* Instructions for the task *
Your response should contain each line of the data that includes "brown".

* Referring expression pointing data *
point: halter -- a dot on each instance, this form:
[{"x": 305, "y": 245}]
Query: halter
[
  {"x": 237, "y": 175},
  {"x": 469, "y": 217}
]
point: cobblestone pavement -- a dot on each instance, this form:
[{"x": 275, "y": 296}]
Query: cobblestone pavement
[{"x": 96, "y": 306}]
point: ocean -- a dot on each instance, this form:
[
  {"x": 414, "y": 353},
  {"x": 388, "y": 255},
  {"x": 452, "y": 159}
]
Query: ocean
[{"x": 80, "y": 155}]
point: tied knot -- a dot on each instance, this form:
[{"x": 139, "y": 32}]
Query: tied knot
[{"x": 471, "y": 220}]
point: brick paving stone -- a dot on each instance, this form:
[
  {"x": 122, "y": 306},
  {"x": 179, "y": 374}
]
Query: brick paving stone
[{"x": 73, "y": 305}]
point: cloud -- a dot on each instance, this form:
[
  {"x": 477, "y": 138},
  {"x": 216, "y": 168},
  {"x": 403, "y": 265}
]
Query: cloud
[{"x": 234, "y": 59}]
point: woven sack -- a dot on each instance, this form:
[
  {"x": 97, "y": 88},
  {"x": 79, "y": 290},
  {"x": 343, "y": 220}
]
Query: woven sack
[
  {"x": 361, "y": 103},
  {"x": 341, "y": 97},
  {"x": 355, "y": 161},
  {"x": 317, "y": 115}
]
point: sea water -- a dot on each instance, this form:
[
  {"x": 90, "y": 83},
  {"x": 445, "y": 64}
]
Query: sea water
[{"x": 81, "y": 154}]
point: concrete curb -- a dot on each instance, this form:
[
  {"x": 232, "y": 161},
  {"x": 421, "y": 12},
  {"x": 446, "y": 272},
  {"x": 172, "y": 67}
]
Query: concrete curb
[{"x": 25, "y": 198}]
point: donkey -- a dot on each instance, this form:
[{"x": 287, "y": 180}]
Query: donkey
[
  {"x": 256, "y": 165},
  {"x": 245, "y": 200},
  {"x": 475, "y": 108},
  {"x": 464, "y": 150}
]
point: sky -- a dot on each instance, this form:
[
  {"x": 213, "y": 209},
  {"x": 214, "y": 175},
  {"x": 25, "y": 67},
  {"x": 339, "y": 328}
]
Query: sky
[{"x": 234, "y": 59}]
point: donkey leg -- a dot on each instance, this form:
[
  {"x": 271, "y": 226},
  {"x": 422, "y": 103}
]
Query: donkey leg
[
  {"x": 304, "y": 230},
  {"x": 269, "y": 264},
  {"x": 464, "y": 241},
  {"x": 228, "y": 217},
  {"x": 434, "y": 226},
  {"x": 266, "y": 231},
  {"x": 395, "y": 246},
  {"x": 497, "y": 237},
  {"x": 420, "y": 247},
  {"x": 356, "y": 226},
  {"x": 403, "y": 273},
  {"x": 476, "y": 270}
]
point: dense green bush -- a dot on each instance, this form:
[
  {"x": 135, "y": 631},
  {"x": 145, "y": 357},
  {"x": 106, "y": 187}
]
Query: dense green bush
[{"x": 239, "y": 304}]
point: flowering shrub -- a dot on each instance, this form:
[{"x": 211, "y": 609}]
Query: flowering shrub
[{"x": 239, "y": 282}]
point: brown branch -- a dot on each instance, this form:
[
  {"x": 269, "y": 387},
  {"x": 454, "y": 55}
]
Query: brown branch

* Written answer *
point: brown branch -- a dot on each instance, this form:
Query: brown branch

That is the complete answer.